Newly interesting are the plants which clearly show how leaves became flowers. The absolute relation of shape, color, and tendency which bridges the structural gap. Think poinsettias, their red petals descending gently to purple-brown till green and unabashedly leaf: practically no separation without color. My uncle John couldn't tell you any; colorblind to shades of red and green, what he sees is a mystery to me but I almost envy him the peripheral knowledge he gains. Robbed of one sense, gifted another. He notices detail.
These kinds of visually mutative plants I used to dislike for their "monotone". Their variety escaped me. I used to focus on blooms. I bought a lot of cut flowers. Now I have a small but real garden. Let me tell you, most plants are not proportionally flower-heavy. Especially if you see them all the time, in all their states, in all weathers.
I planted roses a year ago now. At first, they were brown sticks. After two weeks of watering the sticks, I doubted they would ever even be green, much less produce a flower. But slowly, slowly, then with explosive effort they grew, branching into reddish leaves, which brightened to green, and finally a few tall and waving stalks with buds. The color of the flower seemed to creep out, slowly and with effort, then one day became an open burst. It wasn't quite the color I expected, either, lighter, more vibrant, more tender and beautiful than I could have guessed given its origins.
I'd thought I might cut the flowers, originally, while planting, but after so many months I could no sooner cut off my leg than one of these precious things. I let each die slowly on the plant before removing it as I had been taught.
It's substantial, to me, then, seeing this spring ten buds where last year there were one, two at a time tops. The roses were the first to grow after frost, I think, and they've dwarfed their prevoius selves by twice at least. They grow directly into the sun, taller and taller all the time, stronger, yet more delicately shaped it seems. I can't stop watching them.

Material supplied ▸
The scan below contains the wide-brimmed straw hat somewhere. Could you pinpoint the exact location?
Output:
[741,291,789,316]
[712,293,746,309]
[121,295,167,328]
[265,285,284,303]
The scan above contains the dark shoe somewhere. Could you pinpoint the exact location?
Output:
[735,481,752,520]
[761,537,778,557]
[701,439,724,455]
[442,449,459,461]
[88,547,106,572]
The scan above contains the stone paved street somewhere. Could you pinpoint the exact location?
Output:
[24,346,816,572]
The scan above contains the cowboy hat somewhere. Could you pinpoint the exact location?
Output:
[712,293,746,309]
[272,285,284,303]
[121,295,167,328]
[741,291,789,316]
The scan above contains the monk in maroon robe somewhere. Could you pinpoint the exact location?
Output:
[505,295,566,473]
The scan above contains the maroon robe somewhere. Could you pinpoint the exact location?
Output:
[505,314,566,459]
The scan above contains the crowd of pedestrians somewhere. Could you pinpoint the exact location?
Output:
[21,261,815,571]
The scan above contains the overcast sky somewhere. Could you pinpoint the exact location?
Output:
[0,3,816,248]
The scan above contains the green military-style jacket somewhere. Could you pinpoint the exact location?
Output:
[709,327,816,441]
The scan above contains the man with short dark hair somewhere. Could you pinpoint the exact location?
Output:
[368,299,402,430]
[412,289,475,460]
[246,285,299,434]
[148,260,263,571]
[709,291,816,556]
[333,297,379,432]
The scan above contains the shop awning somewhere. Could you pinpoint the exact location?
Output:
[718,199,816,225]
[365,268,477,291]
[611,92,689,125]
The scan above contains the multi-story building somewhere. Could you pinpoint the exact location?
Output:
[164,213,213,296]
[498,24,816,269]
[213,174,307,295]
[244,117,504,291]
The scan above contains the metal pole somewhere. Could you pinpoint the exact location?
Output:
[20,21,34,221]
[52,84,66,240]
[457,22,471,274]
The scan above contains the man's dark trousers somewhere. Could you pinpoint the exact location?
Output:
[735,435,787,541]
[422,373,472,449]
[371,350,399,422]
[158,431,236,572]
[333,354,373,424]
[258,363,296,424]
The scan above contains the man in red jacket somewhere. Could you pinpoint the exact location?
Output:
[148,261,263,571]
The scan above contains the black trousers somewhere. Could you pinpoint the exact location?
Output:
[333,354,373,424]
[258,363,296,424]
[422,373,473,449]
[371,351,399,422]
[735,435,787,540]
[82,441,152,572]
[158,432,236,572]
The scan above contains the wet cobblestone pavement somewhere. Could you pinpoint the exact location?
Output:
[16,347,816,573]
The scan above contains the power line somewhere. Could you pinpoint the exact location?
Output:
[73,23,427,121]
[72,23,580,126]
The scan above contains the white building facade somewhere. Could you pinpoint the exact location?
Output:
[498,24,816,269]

Goal of the exercise ▸ Resume the essay about leaves, flowers and the garden roses, picking up right after its final sentence, "I can't stop watching them."

Answer for this exercise ▸
That's the thing about having a lot of different plants. There is always so much to look at. I can get into one thing, only to be distracted by another tomorrow. It is, as I have told Meghan and some others, a good thing that I have so many to fuss over. There's only so much pruning and playing a plant needs. Mostly they just want to be left alone, which I can understand.
My grand attempt is to create a system, then, which does its best when left to its own devices. I like minimal effort, concentrated to the best effect. I therefore love perennial plants, especially nice little spreading flowers, stately ferns, dripping-leaf climbers. I give them lots of room and places to settle in. I know I only rent, that maybe I'll only enjoy them once or twice more at best. But I like the practice, and the idea of shaping a living space. I like seeing which plants like which spots, trying to figure out why, trying to create a three-dimensional field. Sometimes I just sit for hours looking, thinking, eventually not thinking. I want what's needed to come to me, and usually it does, eventually, arriving as some notion of what could bring the experience to a new level of interest. More yellow. More silver leaves. More aromas. More things you want to touch. It changes over time, as designs should. I love the flexibility.
From Ruthie's oxalis plants, which I cut, repotted and planted new. These are one month old.
Speaking of flexibility. It's a virtue to heed. Today is Memorial Day. It's the third day in a three-day weekend stifled by heat. Not sunny as the last two, but interspersed with a cool breeze and the hint of another washing rain. Mediating forces are stirring, I swear. Hot and cool air rising to meet each other in a column, a spiraling thick storm of sweeping change. Not to push a point but things are electric these days.